Data shown section start

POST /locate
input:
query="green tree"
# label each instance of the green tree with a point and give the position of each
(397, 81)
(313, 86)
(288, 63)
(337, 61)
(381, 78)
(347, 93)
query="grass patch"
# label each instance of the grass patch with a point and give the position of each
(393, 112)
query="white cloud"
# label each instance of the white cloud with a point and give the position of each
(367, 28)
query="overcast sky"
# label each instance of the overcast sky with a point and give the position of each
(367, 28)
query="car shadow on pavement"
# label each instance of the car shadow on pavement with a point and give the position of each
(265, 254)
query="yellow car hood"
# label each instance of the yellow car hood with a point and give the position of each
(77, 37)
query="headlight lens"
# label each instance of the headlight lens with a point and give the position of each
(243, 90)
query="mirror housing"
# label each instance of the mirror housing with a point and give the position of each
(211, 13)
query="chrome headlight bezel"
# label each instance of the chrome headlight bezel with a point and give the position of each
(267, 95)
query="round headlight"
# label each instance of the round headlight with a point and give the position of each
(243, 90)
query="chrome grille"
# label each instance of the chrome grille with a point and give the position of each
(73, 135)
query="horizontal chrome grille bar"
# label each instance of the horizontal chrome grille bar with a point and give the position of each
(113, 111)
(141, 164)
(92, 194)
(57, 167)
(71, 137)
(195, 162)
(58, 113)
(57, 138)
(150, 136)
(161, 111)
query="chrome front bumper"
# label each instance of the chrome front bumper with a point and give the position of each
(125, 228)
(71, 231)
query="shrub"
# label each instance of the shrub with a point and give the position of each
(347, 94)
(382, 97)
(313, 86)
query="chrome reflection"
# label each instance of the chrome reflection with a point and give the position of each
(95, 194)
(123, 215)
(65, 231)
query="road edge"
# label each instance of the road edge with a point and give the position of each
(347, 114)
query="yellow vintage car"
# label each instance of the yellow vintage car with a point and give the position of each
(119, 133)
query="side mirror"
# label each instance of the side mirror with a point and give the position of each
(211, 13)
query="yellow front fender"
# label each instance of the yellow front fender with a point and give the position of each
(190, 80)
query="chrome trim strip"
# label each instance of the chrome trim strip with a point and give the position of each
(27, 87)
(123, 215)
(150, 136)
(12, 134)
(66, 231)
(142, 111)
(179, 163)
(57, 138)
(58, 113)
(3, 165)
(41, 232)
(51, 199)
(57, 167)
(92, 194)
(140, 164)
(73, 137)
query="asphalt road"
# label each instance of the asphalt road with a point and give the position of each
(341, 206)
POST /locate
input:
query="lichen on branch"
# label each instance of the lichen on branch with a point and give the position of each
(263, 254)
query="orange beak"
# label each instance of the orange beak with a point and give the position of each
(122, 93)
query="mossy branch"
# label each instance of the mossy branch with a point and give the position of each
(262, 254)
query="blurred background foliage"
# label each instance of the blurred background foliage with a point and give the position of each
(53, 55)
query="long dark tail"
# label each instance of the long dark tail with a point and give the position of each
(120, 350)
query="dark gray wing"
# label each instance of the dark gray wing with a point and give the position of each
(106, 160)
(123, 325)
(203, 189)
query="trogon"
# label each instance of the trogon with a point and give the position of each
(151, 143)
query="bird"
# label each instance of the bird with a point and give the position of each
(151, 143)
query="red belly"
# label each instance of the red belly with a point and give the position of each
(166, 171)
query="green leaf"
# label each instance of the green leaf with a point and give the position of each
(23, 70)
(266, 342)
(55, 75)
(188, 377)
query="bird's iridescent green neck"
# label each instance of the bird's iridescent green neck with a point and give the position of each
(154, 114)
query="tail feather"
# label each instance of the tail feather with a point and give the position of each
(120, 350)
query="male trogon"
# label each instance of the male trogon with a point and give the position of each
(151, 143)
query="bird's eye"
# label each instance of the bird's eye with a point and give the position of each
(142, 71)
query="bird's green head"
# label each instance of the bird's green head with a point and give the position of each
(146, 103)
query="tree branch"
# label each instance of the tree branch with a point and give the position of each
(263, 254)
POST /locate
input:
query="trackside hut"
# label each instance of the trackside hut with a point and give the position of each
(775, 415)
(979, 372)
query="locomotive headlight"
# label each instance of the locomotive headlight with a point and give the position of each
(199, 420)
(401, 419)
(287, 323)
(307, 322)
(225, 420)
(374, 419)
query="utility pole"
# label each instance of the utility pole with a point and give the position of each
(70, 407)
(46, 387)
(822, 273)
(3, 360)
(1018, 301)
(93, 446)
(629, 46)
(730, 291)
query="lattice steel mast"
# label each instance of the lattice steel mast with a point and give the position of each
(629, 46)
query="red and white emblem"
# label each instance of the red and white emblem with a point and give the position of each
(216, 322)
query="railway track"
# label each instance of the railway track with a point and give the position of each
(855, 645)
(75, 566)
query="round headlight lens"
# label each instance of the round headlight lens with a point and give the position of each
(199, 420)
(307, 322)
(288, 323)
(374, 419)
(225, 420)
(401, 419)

Data shown section end

- Exercise details -
Give the data again, exactly as written.

- Solution for this exercise -
POST /locate
input:
query="green tree"
# label each instance of the green tree with a point and give the position of each
(397, 81)
(313, 86)
(288, 63)
(337, 61)
(381, 78)
(347, 93)
query="grass patch"
# label each instance of the grass patch with a point and give the position of each
(393, 112)
query="white cloud"
# label each instance of the white cloud with a point and give the position of each
(367, 28)
query="overcast sky"
# label each instance of the overcast sky with a point and give the position of each
(367, 28)
query="car shadow on pavement"
# label each instance of the car shadow on pavement with a point and give the position of each
(265, 254)
query="yellow car hood"
# label each instance of the yellow car hood with a point and give the position of each
(77, 37)
query="headlight lens"
# label each instance of the headlight lens with a point and give the position of each
(243, 90)
query="mirror housing"
# label each instance of the mirror housing with a point and give the position of each
(211, 13)
query="chrome headlight bezel"
# label each instance of the chrome headlight bezel with a point and give the position of each
(267, 95)
query="round headlight"
# label each instance of the round headlight with a point and give the position of each
(243, 90)
query="chrome grille"
# label each instance of the chrome grille with a point and give the position of each
(73, 135)
query="horizontal chrome grille bar"
# label each instance of the horizontal chrome grille bar with a point and give the position of each
(113, 111)
(141, 164)
(92, 194)
(57, 167)
(71, 137)
(195, 162)
(58, 113)
(57, 138)
(150, 136)
(161, 111)
query="chrome front bumper"
# label each instance of the chrome front bumper with a point and give the position of each
(125, 228)
(71, 231)
query="shrub"
# label each instance of the shrub with a point and give the position of each
(347, 94)
(382, 97)
(313, 86)
query="chrome reflection"
# label each instance of the chrome reflection with a point and give the position of each
(95, 194)
(123, 215)
(65, 231)
query="road edge"
# label each instance of the road edge with a point and give the position of each
(347, 114)
query="yellow vintage car"
# label each instance of the yellow vintage car with a point and give the position of each
(119, 133)
query="side mirror"
# label each instance of the side mirror with a point and give the position of each
(211, 13)
query="yellow front fender"
# label each instance of the yellow front fender with a point and give the position of each
(190, 80)
query="chrome trim strip"
# label each instance of the chrome trim strip with a point and give the position of each
(27, 87)
(123, 215)
(150, 136)
(12, 134)
(66, 231)
(142, 111)
(179, 163)
(57, 138)
(58, 113)
(3, 165)
(41, 232)
(51, 199)
(57, 167)
(92, 194)
(140, 164)
(73, 137)
query="asphalt road"
# label each instance of the asphalt road with a point and give the position of each
(341, 206)
POST /locate
input:
query="lichen on branch"
# label each instance of the lichen on branch with a point and give the position of each
(263, 254)
query="orange beak"
# label each instance of the orange beak with a point and give the position of each
(122, 93)
query="mossy branch"
# label each instance of the mossy branch with a point and give the position of each
(262, 254)
query="blurred background foliage"
# label each instance of the blurred background foliage with a point and give the position of each
(53, 55)
query="long dark tail"
# label each instance of the long dark tail with a point and give the position of each
(120, 350)
query="dark gray wing"
# label each instance of the dark gray wing with a point and give the position of each
(106, 160)
(123, 325)
(203, 189)
query="trogon"
# label each instance of the trogon with a point and give the position of each
(151, 143)
query="bird"
# label each instance of the bird with a point and give the position of each
(151, 143)
query="red belly"
# label each instance of the red belly with a point and give the position of each
(166, 171)
query="green leaf"
# label each instance of the green leaf with a point and give the position of each
(23, 70)
(266, 342)
(55, 75)
(188, 377)
query="bird's iridescent green neck"
# label each instance of the bird's iridescent green neck with a point and give the position of each
(154, 114)
query="tail feather"
# label each instance of the tail feather with a point and give the position of each
(120, 350)
query="male trogon"
# label each instance of the male trogon with a point and give the position of each
(151, 143)
query="bird's eye"
# label each instance of the bird's eye with a point and give the position of each
(142, 71)
query="bird's green head"
# label each instance of the bird's green head with a point and give the position of each
(146, 103)
query="tree branch"
# label each instance of the tree branch with a point and give the position of each
(263, 254)
POST /locate
input:
query="trackside hut"
# label each instance of the trackside hut with a point and give the position of each
(775, 415)
(979, 372)
query="locomotive headlight"
# label each instance of the locomotive headlight with a point and give the position of each
(199, 420)
(401, 419)
(287, 323)
(307, 322)
(225, 420)
(374, 419)
query="utility pole"
# label each instance of the utility pole with a point and give the position of each
(70, 407)
(46, 387)
(822, 273)
(3, 360)
(1018, 301)
(93, 446)
(629, 46)
(730, 291)
query="lattice steel mast"
# label each instance of the lattice steel mast with a point and give the position of each
(629, 46)
query="red and white emblem"
# label each instance of the red and white emblem with a point and give the position of each
(216, 322)
query="railway track"
# label each instance of the railway track with a point and give the position of each
(855, 645)
(75, 566)
query="round headlight lens"
# label each instance of the round headlight lens with a point and give the position of each
(199, 420)
(307, 322)
(288, 323)
(374, 419)
(225, 420)
(401, 419)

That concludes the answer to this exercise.